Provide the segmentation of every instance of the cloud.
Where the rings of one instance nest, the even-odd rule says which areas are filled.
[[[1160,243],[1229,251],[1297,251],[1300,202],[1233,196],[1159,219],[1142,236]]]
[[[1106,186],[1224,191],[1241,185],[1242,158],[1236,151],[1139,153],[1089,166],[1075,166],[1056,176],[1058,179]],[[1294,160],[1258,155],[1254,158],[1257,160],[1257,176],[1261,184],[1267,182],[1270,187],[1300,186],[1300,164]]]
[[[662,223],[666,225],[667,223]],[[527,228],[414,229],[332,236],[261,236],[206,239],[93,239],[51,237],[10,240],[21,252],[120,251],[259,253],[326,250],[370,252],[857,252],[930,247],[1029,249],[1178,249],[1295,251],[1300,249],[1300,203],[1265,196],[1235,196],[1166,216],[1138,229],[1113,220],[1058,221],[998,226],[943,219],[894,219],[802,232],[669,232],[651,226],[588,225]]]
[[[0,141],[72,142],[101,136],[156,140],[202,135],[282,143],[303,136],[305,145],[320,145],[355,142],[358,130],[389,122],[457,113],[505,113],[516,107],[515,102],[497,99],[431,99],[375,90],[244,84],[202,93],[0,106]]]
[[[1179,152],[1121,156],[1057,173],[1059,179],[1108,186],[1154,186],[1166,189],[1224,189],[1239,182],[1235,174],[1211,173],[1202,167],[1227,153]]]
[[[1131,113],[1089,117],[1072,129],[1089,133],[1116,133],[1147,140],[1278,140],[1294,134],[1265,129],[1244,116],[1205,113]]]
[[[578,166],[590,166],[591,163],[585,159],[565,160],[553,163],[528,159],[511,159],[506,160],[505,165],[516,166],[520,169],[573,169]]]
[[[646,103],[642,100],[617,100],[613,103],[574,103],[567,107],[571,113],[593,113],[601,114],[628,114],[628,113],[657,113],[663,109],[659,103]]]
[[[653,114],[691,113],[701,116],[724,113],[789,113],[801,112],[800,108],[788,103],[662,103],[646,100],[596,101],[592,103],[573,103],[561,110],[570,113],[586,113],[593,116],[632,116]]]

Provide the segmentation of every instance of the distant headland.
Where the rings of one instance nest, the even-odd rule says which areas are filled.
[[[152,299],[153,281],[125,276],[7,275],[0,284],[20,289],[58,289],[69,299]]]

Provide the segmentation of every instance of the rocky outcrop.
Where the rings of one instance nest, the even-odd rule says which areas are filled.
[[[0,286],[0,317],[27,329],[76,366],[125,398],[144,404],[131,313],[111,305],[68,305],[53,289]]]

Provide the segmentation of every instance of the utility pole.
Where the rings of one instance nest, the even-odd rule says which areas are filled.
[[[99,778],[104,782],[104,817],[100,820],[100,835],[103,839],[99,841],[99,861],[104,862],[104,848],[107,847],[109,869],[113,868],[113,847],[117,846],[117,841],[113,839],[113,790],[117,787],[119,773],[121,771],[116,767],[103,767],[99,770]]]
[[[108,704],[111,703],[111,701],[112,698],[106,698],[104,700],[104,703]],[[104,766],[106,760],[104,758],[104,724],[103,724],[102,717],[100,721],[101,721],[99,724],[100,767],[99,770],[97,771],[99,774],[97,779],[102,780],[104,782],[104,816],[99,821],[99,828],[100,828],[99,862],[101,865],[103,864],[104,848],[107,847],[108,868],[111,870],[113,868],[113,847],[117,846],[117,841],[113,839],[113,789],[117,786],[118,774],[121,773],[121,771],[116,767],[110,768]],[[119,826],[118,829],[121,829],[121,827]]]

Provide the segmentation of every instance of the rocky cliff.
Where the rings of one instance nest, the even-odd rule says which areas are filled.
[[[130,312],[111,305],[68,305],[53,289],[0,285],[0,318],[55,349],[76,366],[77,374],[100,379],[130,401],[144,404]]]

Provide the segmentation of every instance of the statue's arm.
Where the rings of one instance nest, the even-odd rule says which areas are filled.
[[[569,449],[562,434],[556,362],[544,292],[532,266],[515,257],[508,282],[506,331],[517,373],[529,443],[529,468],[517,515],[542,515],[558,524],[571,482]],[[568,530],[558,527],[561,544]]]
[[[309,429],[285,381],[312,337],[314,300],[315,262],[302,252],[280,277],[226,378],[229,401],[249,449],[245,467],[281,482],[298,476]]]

---

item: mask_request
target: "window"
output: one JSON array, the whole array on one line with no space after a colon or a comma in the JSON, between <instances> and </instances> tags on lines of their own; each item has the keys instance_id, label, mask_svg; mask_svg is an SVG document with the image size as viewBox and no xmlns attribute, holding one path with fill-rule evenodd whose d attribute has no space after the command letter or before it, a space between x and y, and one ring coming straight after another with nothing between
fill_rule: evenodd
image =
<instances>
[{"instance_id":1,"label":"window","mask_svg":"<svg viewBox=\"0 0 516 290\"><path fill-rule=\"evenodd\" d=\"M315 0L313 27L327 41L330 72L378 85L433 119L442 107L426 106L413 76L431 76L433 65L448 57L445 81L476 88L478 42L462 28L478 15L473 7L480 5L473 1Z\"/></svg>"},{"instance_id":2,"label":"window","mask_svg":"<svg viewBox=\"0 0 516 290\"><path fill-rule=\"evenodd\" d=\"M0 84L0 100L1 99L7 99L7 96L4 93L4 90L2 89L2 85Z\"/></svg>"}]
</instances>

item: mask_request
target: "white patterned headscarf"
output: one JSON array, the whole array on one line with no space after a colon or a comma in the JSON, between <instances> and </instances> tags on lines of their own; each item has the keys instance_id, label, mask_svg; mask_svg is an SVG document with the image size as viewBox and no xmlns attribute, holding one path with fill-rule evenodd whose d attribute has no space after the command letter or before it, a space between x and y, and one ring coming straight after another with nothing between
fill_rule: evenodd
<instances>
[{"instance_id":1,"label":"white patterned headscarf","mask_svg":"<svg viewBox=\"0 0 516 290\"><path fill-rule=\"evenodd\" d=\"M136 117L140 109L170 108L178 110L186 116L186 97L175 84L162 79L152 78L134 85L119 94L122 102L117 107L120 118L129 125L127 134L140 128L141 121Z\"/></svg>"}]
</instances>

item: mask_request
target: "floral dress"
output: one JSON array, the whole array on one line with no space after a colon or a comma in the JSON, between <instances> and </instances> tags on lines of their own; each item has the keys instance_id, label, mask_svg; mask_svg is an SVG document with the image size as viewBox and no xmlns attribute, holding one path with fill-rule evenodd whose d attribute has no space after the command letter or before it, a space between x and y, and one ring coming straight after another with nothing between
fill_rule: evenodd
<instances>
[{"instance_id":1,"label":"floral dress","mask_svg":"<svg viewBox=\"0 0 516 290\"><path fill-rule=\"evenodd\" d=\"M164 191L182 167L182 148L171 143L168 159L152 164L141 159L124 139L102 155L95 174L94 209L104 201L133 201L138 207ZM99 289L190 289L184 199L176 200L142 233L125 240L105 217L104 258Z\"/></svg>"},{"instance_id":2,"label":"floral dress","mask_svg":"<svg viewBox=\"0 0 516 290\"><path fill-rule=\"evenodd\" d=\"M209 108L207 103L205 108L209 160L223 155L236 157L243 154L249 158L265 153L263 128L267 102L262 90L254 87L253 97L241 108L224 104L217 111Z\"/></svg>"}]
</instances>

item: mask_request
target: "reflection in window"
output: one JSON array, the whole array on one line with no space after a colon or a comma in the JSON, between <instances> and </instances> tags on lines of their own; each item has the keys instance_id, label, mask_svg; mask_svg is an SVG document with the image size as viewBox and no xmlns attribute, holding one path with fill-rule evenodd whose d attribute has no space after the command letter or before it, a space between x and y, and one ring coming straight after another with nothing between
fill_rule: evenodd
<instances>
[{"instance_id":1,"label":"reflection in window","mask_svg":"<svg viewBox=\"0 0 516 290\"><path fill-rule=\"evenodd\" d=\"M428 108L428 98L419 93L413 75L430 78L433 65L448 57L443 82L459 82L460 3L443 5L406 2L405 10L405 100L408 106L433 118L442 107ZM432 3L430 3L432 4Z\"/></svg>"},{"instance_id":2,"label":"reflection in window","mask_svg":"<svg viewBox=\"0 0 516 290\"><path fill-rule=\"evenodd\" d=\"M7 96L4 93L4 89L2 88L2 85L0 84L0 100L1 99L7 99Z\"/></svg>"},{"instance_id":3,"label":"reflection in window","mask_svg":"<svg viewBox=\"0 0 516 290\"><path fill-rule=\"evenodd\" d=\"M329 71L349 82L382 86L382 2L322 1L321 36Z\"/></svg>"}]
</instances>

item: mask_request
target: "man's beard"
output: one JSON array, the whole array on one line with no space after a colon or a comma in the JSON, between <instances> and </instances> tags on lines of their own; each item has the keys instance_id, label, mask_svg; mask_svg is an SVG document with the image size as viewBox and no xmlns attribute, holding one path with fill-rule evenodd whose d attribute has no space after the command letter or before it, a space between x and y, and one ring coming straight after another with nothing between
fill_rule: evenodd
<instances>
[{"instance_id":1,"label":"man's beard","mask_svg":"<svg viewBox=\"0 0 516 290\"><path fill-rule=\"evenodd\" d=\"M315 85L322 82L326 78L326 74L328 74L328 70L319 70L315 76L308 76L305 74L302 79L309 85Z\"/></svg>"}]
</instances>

Work item: Above are the records. Print exactly, and only, the lines from the line with "Provide the segmentation of every instance of the cloud." to the line with "Provide the segmentation of every instance of the rocky outcrop.", both inclusive.

Task output:
Provide the segmentation of every instance of the cloud.
Where the rings of one instance nest, the even-odd rule says which areas are filled.
[[[1160,243],[1229,251],[1297,251],[1300,202],[1233,196],[1159,219],[1142,236]]]
[[[1106,186],[1224,191],[1241,185],[1242,158],[1236,151],[1139,153],[1089,166],[1075,166],[1056,176],[1058,179]],[[1294,160],[1258,155],[1254,158],[1257,160],[1257,176],[1261,184],[1267,182],[1270,187],[1300,186],[1300,164]]]
[[[662,223],[666,225],[667,223]],[[527,228],[414,229],[332,236],[261,236],[206,239],[93,239],[51,237],[10,240],[21,252],[120,251],[259,253],[326,250],[370,252],[857,252],[930,247],[1029,249],[1178,249],[1295,251],[1300,249],[1300,203],[1265,196],[1235,196],[1166,216],[1138,229],[1113,220],[1058,221],[998,226],[943,219],[894,219],[802,232],[669,232],[651,226],[588,225]]]
[[[0,141],[72,142],[101,136],[156,140],[202,135],[282,143],[303,136],[305,145],[320,145],[355,142],[358,130],[389,122],[457,113],[505,113],[516,107],[515,102],[497,99],[431,99],[375,90],[244,84],[202,93],[0,106]]]
[[[1179,152],[1121,156],[1057,173],[1059,179],[1108,186],[1154,186],[1166,189],[1224,189],[1239,182],[1235,174],[1211,173],[1202,167],[1227,153]]]
[[[1131,113],[1089,117],[1072,129],[1089,133],[1116,133],[1147,140],[1278,140],[1294,134],[1265,129],[1244,116],[1205,113]]]
[[[578,166],[590,166],[591,163],[585,159],[565,160],[553,163],[528,159],[511,159],[506,160],[505,165],[516,166],[520,169],[573,169]]]
[[[646,103],[642,100],[617,100],[613,103],[574,103],[567,107],[571,113],[593,113],[601,114],[628,114],[628,113],[657,113],[663,109],[659,103]]]
[[[653,114],[691,113],[701,116],[724,113],[789,113],[801,112],[800,108],[788,103],[662,103],[646,100],[596,101],[592,103],[573,103],[561,110],[570,113],[586,113],[593,116],[632,116]]]

Provide the segmentation of every instance of the distant headland.
Where the rings of one instance nest, the even-odd rule says which areas are filled.
[[[152,299],[153,281],[125,276],[7,275],[0,284],[20,289],[58,289],[69,299]]]

Provide the segmentation of every instance of the rocky outcrop.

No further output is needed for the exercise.